According to the third aspect of the present invention, there is provided a server node implementing a Lightweight Machine-to-Machine, LWM2M protocol. The server node comprises a processing circuit and a memory coupled to the processing circuit. The memory comprises computer readable program instructions that, when executed by the processing circuit, cause the server node to perform operations according to the first aspect.

According to the fourth aspect of the present invention, there is provided a computer program comprising program code to be executed by processing circuit of a server node, whereby execution of the program code causes the server node to perform operations according to the first aspect.

According to the fifth aspect of the present invention, there is provided a computer program product comprising a non-transitory storage medium including program code to be executed by processing circuit of a server node, whereby execution of the program code causes the server node to perform operations according to the first aspect.

According to the sixth aspect of the present invention, there is provided a server node implementing a Lightweight Machine-to-Machine, LWM2M protocol. The server node comprises a communication interface that obtains sensor data comprising values of a metric measured in an environment by a client node implementing the LWM2M protocol, wherein the sensor data further comprises a metric identifier. The server node further comprises a determination module that based on the metric identifier, determines a controllability parameter value representing an extent of controllability of the metric by a reinforcement learning agent operating on the environment. The server node further comprises an annotating module that annotates the sensor data with the determined controllability parameter value. The server node further comprises a processing circuit that provides the annotated sensor data for training the machine learning model simulating the environment.

According to the seventh aspect of the present invention, there is provided a system. The system comprises a server node according to any of the second, third or sixth aspect. The system further comprises a machine learning model simulating the environment, wherein the machine learning model is communicatively couplable with the server node. The system further comprises a reinforcement learning agent communicatively couplable with the machine learning model and the environment. The server node provides the annotated sensor data for training the machine learning model, and wherein the reinforcement learning agent is configured to control the environment based on the trained machine learning model.

Advantageously, various embodiments reduce time required to perform training of a machine learning models working on large amounts of data collected from IoT sensors in IoT environments. In particular, various embodiments allow training of machine learning models in much shorter time intervals e.g in seconds instead of weeks or months. Various embodiments further provide good compromise between low validation loss and quick execution time. Further, various embodiments allow mimicking the interaction between different parameters in the data. Furthermore, various embodiments enable massive scaling, as agents and environments which comply to the standard can easily be pitted against other agents and benchmarked in the same environments, reducing time needed to custom fit for a specific solution. Furthermore, various embodiments improve the control, operational performance, flexibility and robustness of any solution incorporating embodiments of the present invention, such as simulators of dynamic systems or the dynamic systems themselves, as exemplified in the detailed description below.

PROBLEM SET:
[1] Copy out everything in the LWM2M patent passage from "According to the seventh" down to "machine learning model.".
[2] How would the LWM2M patent passage go on past its last sentence? Continue it.

RECORDS SHOWN:
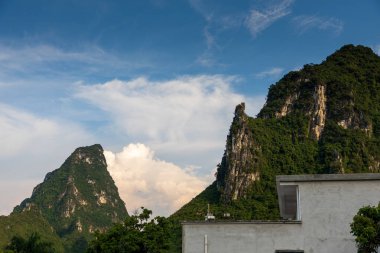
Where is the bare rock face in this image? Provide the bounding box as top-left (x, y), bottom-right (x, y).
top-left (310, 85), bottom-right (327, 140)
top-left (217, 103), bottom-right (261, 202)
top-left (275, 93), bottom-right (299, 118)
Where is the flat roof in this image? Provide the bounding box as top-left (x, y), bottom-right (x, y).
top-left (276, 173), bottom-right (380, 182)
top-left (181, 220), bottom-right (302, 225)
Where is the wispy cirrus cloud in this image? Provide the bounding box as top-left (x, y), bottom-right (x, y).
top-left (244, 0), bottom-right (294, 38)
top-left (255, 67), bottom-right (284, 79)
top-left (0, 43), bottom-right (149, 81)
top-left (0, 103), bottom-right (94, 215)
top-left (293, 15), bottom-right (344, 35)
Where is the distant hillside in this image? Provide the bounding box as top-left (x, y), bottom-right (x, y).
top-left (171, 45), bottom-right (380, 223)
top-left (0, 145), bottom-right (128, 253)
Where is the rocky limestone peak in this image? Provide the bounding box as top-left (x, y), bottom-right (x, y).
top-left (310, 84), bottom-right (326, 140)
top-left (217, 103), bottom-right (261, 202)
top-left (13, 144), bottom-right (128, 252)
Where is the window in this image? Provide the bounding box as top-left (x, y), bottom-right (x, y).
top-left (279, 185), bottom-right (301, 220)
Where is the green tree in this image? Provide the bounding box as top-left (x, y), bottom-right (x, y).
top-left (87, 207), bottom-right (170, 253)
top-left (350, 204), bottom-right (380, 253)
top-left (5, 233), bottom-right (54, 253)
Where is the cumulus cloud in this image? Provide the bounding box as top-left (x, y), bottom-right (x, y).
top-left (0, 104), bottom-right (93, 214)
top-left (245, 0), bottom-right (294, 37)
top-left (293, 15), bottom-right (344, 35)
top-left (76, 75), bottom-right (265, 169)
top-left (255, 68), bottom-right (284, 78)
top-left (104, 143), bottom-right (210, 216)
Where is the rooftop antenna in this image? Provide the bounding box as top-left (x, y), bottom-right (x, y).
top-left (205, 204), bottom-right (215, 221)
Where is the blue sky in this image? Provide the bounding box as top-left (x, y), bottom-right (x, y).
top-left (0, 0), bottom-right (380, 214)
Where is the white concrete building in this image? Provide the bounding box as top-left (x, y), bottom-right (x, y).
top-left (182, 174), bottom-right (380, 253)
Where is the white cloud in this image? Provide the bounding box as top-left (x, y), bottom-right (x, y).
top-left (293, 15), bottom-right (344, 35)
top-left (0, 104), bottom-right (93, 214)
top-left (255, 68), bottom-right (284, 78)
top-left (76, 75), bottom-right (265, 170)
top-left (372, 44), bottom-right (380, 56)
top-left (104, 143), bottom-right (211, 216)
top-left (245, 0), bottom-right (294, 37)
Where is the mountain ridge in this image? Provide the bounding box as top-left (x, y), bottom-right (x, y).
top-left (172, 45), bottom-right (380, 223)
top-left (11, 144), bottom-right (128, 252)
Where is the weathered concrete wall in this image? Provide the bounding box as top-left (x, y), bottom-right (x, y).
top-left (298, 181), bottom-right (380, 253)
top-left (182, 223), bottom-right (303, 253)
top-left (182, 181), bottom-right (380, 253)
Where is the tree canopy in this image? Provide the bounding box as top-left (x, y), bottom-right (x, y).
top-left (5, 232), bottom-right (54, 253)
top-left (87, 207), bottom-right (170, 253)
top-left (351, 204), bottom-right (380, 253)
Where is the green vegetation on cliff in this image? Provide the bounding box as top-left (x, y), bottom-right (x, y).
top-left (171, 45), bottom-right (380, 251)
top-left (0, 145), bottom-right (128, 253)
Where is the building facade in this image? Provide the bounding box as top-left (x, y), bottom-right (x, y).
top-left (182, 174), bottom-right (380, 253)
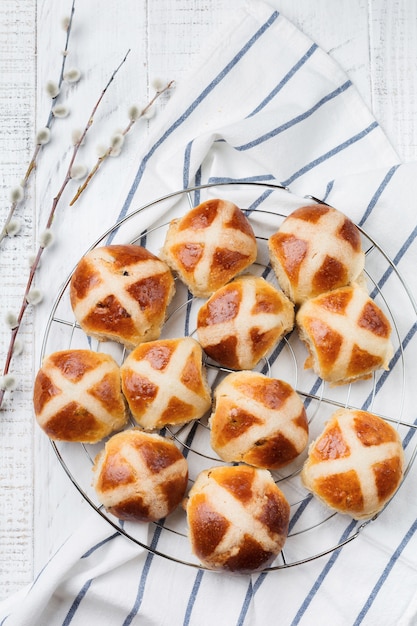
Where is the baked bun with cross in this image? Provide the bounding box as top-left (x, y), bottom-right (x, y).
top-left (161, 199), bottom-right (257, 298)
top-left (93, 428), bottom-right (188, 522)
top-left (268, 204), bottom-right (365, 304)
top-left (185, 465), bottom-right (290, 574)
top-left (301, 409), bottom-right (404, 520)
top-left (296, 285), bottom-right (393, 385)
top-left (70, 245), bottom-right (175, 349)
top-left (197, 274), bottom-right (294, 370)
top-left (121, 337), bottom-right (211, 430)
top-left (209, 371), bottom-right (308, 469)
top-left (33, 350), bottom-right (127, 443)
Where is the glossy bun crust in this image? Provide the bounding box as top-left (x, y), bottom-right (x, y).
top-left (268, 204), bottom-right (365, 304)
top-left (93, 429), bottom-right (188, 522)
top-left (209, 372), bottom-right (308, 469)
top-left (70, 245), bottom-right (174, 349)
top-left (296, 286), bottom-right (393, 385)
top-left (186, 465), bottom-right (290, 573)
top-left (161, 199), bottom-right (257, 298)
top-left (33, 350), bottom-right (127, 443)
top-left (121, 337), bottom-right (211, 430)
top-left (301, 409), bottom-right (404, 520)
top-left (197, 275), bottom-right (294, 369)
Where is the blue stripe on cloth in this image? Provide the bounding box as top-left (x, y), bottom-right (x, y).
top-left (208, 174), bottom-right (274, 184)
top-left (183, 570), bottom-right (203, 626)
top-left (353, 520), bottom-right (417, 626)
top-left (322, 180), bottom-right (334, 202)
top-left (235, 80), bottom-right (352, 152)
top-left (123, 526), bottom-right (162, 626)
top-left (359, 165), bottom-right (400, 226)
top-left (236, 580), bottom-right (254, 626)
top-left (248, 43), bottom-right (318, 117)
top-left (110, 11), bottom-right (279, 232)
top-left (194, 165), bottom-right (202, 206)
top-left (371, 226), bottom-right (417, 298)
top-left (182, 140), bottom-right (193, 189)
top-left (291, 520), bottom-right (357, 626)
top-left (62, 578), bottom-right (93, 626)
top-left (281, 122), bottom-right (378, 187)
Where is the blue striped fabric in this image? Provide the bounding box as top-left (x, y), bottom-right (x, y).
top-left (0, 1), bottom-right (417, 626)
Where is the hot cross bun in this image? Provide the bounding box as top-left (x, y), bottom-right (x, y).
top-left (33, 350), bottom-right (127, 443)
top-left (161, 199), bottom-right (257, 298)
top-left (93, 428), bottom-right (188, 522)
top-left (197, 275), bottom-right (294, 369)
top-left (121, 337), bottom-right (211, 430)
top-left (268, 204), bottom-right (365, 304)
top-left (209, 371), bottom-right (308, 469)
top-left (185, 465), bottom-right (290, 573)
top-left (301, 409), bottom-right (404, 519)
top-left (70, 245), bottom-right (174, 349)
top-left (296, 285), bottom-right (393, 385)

RESPONSES BY TASK:
[1]
According to the seventh aspect of the present invention, there is provided a system. The system comprises a server node according to any of the second, third or sixth aspect. The system further comprises a machine learning model simulating the environment, wherein the machine learning model is communicatively couplable with the server node. The system further comprises a reinforcement learning agent communicatively couplable with the machine learning model and the environment. The server node provides the annotated sensor data for training the machine learning model, and wherein the reinforcement learning agent is configured to control the environment based on the trained machine learning model.

[2]
BRIEF DESCRIPTION OF DRAWINGS

The present disclosure is described, by way of example only, with reference to the following figures, in which:

FIG. 1 is a simplified illustration of an interaction cycle between a reinforcement learning (RL) agent and the environment.

FIG. 2 illustrates some of the entities defined by the LwM2M protocol.

FIG. 3 is a flowchart illustrating steps of the method according to some embodiments.

FIG. 4 is a flowchart illustrating a simplified processing from collection of the data to training a neural network inside a digital twin, according to some embodiments.

FIG. 5 is a block diagram illustrating an interaction cycle between a reinforcement learning (RL) agent and the environment, according to some embodiments.

FIG. 6 is a flowchart illustrating the training of the neural network according to some embodiments.

FIG. 7 is a block diagram illustrating training and validation of a neural network according to some embodiments.

FIG. 8 illustrates the interaction between the environment and the agent in the context of the data center example use case.

FIG. 9 illustrates an example neural network.

FIG. 10 illustrates an example dataset annotated according to some embodiments.

FIGS. 11a and 11b are block diagrams illustrating server nodes according to some embodiments.

FIG. 12 is a block diagram illustrating elements of the system according to some embodiments.

DETAILED DESCRIPTION

FIG. 1 is a simplified illustration of an interaction cycle between a reinforcement learning (RL) agent 104 and an environment 108. RL is a machine learning technique that involves training an agent 104 to best optimise their reward 114 within a given environment 108. A reward 114 may be a scalar, where a higher value of the scalar indicates better performance of the agent 104 and a lower value of the scalar indicates poorer performance of the agent 104. At step 102, the environment 108 outputs its current state 102 that is observed by the agent 104. At step 104, the agent takes actions based on the current state 102 of the environment 108. At step 106, the actions are forwarded to the environment 108. At step 108, the environment executes the actions and moves to a new state 110. Based on the new state 110, a reward is computed at step 112. At step 114, the computed reward is returned to the agent 104, which calibrates future actions, based on the reward 114 it received.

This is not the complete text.